Prompt 1: Copy the part of the article on the renamed Yushu village that starts at "New name, home" and ends after "two years ago.".
Prompt 2: According to the article on the Yushu village, what does the village's new name, Dage, mean in the Tibetan language?

Text under study:
◆ ◆ ◆ ◆ ◆ ◆ ◆

Mon, April 16, 2012
China > Mainland

New name, home for village

2012-04-16 03:02:42 GMT2012-04-16 11:02:42(Beijing Time)  China Daily

Children play on the grounds of a new orphanage school in Yushu, Qinghai province, on Thursday. The Lanzhou Military Area Command of the People's Liberation Army aided the construction of the school. [Yang Yanmin / China News Service]

Geleg Dargye still remembers the moment of utter desperation when staring at his ruined village after a devastating earthquake two years ago.

But the painful memories are now fading away as he and the other 825 residents of his village in the Yushu Tibetan autonomous prefecture, in Qinghai province, prepare to move into new homes in June.

Before the quake, the village was called Dongfeng, but its people agreed to change the name to Dage, which means "warrior" in the Tibetan language.

◆ ◆ ◆ ◆ ◆ ◆ ◆

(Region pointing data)
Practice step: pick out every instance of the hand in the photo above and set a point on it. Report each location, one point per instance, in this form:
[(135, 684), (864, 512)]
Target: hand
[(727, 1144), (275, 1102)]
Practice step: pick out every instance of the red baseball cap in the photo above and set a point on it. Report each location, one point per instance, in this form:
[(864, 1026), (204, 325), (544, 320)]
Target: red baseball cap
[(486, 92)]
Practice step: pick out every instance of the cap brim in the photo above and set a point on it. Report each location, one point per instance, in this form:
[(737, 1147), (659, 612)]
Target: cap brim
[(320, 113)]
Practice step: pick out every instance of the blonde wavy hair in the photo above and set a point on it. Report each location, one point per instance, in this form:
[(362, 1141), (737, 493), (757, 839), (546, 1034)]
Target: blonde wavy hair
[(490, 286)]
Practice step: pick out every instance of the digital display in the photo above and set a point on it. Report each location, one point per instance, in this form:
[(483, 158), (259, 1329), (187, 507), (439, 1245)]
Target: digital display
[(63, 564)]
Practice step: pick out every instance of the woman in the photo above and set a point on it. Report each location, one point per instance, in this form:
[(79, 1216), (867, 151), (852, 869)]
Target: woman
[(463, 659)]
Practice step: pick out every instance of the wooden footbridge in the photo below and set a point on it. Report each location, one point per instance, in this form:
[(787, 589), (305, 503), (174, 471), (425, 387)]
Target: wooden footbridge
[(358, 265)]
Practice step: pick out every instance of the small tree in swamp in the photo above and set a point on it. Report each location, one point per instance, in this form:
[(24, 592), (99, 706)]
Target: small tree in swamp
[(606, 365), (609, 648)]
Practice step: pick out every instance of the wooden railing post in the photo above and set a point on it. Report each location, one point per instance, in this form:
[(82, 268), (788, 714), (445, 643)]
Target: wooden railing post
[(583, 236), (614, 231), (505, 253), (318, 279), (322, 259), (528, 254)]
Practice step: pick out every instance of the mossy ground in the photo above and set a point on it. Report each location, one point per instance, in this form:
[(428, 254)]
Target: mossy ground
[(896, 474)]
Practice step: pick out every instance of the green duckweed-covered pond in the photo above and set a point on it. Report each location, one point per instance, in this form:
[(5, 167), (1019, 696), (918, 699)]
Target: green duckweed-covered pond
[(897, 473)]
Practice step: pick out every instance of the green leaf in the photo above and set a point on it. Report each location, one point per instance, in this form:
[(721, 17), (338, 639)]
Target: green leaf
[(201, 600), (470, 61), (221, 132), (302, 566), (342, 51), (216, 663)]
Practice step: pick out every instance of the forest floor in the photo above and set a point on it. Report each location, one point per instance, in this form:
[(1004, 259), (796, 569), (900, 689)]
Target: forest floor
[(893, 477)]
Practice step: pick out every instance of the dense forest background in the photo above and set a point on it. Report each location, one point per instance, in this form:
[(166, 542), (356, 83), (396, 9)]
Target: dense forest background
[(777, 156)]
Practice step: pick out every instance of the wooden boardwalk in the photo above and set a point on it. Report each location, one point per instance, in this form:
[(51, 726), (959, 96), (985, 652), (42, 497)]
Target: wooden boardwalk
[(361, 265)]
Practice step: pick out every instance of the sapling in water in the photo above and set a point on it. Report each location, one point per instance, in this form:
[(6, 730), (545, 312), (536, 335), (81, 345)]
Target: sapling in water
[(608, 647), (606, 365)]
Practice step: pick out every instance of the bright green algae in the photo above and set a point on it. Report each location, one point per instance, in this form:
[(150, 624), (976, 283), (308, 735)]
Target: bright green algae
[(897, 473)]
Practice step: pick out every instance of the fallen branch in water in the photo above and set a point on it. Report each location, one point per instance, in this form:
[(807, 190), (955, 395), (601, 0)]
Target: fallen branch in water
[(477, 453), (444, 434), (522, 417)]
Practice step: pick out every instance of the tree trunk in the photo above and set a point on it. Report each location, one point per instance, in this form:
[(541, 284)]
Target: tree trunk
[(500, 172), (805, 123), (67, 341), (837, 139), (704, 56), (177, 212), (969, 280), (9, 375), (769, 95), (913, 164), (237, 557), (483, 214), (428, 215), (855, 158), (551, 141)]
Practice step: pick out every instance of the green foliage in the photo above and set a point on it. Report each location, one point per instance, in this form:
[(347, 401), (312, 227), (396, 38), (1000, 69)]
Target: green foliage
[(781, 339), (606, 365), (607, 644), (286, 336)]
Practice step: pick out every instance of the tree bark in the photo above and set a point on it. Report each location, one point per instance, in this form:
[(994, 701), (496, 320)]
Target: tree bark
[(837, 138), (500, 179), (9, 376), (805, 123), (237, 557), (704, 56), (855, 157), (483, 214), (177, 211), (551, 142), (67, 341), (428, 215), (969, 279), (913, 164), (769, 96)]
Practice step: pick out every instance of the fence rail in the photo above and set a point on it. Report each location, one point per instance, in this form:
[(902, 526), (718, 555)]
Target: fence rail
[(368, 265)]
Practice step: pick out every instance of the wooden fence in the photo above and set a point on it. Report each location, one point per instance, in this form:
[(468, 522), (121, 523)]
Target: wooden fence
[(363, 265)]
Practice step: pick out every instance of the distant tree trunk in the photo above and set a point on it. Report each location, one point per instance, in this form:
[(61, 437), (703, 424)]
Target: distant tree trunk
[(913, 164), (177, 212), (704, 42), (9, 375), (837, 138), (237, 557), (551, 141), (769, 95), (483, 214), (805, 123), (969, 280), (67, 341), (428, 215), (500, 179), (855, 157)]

◆ ◆ ◆ ◆ ◆ ◆ ◆

Task answer 1:
New name, home for village

2012-04-16 03:02:42 GMT2012-04-16 11:02:42(Beijing Time)  China Daily

Children play on the grounds of a new orphanage school in Yushu, Qinghai province, on Thursday. The Lanzhou Military Area Command of the People's Liberation Army aided the construction of the school. [Yang Yanmin / China News Service]

Geleg Dargye still remembers the moment of utter desperation when staring at his ruined village after a devastating earthquake two years ago.

Task answer 2: It means "warrior."